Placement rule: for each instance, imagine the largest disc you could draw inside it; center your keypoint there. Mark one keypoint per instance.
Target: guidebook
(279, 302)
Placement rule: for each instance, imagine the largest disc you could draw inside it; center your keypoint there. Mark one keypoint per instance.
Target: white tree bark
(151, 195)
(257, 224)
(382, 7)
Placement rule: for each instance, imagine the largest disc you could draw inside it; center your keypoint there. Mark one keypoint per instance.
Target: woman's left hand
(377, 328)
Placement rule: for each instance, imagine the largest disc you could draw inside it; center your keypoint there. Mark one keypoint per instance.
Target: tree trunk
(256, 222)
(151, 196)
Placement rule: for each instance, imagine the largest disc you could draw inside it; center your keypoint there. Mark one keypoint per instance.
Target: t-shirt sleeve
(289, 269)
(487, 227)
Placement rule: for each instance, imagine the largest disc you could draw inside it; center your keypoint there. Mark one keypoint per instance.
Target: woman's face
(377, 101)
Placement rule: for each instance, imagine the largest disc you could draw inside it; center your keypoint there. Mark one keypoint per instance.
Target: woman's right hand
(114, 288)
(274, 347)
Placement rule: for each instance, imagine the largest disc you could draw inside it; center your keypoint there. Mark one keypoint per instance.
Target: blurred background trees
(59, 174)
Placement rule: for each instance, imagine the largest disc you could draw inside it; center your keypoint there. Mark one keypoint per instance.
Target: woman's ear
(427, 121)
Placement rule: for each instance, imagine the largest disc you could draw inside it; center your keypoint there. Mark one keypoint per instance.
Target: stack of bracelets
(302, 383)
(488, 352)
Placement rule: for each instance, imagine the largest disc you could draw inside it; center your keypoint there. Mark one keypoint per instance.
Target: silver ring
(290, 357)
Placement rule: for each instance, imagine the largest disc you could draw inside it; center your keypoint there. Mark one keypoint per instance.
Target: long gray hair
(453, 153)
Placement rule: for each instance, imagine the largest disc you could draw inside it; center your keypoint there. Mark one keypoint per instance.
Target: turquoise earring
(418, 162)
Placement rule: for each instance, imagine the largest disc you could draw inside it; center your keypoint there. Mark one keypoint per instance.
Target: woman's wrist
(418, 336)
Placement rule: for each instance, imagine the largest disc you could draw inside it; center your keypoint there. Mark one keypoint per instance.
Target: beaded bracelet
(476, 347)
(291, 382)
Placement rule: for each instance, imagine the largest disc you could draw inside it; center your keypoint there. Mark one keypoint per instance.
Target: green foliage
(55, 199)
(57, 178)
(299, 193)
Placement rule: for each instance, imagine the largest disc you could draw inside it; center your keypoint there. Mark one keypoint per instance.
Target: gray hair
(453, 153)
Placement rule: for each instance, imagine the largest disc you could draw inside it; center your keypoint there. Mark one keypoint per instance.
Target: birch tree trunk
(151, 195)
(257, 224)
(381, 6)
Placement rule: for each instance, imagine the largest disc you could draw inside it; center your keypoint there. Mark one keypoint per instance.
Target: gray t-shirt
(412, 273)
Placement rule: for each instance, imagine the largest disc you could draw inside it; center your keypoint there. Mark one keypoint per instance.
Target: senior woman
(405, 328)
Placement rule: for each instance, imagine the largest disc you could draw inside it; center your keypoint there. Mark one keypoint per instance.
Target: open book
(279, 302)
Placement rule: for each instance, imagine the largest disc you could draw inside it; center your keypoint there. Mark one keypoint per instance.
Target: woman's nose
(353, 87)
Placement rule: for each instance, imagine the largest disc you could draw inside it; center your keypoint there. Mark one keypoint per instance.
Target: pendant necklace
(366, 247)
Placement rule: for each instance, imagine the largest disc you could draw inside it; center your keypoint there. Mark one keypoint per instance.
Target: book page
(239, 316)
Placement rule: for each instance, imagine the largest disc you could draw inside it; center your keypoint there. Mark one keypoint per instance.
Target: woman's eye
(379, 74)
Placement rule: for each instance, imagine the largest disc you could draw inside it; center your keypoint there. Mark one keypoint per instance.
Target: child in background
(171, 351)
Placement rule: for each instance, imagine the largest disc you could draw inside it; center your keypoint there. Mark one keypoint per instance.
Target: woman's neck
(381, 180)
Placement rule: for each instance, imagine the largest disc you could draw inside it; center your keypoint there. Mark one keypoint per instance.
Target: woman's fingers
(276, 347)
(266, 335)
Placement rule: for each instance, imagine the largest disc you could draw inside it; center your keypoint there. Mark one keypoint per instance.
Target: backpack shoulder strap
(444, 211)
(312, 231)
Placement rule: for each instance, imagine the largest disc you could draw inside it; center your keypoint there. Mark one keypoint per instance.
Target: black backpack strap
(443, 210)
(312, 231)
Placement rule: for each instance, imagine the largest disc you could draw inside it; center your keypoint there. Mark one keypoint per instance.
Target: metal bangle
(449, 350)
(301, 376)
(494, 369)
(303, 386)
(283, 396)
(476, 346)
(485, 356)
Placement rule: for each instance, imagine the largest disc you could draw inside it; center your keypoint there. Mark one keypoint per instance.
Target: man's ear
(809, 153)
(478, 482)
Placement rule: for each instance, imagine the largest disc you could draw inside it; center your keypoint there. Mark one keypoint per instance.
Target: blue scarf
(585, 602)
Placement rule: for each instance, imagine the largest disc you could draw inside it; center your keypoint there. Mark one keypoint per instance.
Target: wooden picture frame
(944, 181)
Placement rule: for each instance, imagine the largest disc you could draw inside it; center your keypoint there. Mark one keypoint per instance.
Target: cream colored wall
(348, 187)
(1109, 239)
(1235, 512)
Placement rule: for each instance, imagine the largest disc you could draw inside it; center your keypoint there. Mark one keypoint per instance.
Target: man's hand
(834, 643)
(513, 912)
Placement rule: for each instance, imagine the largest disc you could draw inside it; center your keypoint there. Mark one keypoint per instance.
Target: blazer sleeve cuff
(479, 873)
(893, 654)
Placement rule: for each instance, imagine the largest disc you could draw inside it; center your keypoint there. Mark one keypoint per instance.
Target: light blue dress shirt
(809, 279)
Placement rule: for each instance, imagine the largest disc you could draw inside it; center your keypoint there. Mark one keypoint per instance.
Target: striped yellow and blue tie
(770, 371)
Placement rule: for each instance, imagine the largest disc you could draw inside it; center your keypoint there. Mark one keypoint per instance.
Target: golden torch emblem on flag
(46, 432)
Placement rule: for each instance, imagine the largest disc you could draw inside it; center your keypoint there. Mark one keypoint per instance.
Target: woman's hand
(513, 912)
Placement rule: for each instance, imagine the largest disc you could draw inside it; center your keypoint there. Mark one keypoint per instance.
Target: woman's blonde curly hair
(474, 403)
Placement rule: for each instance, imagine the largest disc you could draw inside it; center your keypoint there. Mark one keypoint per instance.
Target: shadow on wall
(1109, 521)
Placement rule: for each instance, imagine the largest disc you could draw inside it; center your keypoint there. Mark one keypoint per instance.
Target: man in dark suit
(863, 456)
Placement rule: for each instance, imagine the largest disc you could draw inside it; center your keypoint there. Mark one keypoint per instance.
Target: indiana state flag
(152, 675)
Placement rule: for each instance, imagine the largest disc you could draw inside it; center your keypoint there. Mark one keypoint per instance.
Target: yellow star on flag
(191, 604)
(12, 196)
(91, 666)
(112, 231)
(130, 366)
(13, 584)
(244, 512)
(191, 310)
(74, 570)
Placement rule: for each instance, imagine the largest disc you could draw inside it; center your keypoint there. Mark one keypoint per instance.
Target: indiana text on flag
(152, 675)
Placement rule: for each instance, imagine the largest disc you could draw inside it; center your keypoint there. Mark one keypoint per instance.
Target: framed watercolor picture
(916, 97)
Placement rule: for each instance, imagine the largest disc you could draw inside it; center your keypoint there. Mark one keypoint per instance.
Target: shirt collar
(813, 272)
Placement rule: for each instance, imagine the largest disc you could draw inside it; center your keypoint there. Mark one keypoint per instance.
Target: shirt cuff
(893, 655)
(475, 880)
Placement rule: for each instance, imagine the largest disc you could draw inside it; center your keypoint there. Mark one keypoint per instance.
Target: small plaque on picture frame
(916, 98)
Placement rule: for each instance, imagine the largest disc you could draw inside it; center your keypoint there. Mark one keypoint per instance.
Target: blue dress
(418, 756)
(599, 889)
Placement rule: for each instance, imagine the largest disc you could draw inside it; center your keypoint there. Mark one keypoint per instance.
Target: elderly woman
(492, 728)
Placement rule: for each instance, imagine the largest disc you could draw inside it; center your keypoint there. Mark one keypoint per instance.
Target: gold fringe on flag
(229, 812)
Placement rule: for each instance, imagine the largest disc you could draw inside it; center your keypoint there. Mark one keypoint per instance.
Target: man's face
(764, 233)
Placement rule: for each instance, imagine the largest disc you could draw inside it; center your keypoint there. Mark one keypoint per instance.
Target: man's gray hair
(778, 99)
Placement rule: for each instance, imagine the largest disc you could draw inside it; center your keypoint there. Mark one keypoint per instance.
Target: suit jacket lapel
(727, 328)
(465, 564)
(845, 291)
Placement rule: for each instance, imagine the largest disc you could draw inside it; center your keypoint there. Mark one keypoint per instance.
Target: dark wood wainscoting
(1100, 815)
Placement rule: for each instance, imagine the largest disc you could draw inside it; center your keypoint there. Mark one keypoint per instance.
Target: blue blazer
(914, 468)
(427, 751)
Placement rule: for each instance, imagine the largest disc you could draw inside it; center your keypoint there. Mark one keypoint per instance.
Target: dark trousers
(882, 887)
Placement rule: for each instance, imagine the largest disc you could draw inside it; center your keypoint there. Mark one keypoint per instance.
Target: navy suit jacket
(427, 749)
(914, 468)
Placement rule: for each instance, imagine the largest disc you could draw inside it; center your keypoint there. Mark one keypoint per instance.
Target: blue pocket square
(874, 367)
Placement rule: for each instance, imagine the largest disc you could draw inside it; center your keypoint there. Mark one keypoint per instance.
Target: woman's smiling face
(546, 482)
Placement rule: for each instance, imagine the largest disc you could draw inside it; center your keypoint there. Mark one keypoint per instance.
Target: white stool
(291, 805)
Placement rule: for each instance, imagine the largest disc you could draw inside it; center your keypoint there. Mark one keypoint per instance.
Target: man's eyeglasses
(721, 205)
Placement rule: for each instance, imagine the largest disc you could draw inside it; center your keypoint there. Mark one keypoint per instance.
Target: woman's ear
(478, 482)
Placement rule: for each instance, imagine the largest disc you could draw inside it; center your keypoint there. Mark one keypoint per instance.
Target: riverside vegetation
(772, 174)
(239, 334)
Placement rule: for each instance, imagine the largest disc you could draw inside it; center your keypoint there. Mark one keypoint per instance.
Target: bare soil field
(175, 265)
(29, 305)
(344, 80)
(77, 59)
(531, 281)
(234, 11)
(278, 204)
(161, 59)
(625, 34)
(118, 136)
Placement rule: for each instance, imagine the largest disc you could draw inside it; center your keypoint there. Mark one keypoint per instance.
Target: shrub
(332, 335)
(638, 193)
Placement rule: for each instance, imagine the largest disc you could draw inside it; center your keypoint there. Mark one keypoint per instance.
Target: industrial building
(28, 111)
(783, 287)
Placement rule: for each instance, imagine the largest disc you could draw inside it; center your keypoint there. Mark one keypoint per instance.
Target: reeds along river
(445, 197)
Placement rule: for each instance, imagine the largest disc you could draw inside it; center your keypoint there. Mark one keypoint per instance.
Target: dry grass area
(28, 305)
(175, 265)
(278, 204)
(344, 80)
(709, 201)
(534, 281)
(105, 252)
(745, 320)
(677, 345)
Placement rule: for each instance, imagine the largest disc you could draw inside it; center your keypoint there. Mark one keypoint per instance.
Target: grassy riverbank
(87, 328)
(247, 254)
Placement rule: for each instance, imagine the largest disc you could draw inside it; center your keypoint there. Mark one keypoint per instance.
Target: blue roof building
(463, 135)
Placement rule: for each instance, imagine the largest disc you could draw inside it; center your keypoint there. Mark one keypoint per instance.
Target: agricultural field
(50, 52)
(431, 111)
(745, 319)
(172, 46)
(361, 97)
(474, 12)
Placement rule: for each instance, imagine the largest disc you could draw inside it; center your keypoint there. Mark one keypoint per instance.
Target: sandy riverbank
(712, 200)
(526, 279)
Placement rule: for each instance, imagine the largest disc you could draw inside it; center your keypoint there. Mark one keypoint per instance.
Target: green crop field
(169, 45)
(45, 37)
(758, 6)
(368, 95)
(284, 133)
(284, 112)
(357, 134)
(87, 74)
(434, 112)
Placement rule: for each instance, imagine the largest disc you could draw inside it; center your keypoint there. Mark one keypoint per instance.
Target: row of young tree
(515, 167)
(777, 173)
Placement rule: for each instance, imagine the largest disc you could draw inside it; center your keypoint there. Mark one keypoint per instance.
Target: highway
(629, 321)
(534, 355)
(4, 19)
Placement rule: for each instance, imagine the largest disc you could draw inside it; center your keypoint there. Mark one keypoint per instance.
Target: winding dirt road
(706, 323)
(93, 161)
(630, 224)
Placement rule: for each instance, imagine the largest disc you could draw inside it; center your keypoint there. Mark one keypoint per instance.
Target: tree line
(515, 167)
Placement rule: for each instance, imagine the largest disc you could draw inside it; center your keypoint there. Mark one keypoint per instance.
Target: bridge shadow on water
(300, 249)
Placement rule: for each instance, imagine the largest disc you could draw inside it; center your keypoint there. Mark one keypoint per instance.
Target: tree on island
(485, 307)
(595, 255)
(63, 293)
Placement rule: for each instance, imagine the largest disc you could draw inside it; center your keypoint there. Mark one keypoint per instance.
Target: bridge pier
────────────────────
Your instructions → Going from the line that has "Target: bridge shadow on water" through the last line of the entries, retype each line exactly as given and add nothing.

Output below →
Target: bridge shadow on water
(300, 249)
Placement rule: for each instance, imagine the largest disc you could draw inside it; center your keypoint there. Mark one keypoint per instance.
Target: tree on island
(485, 307)
(595, 255)
(63, 293)
Placement rule: for each instance, imagine the largest disc you could draw inside it; center your keypoint there. Mark one keypoint per instance.
Target: bridge pier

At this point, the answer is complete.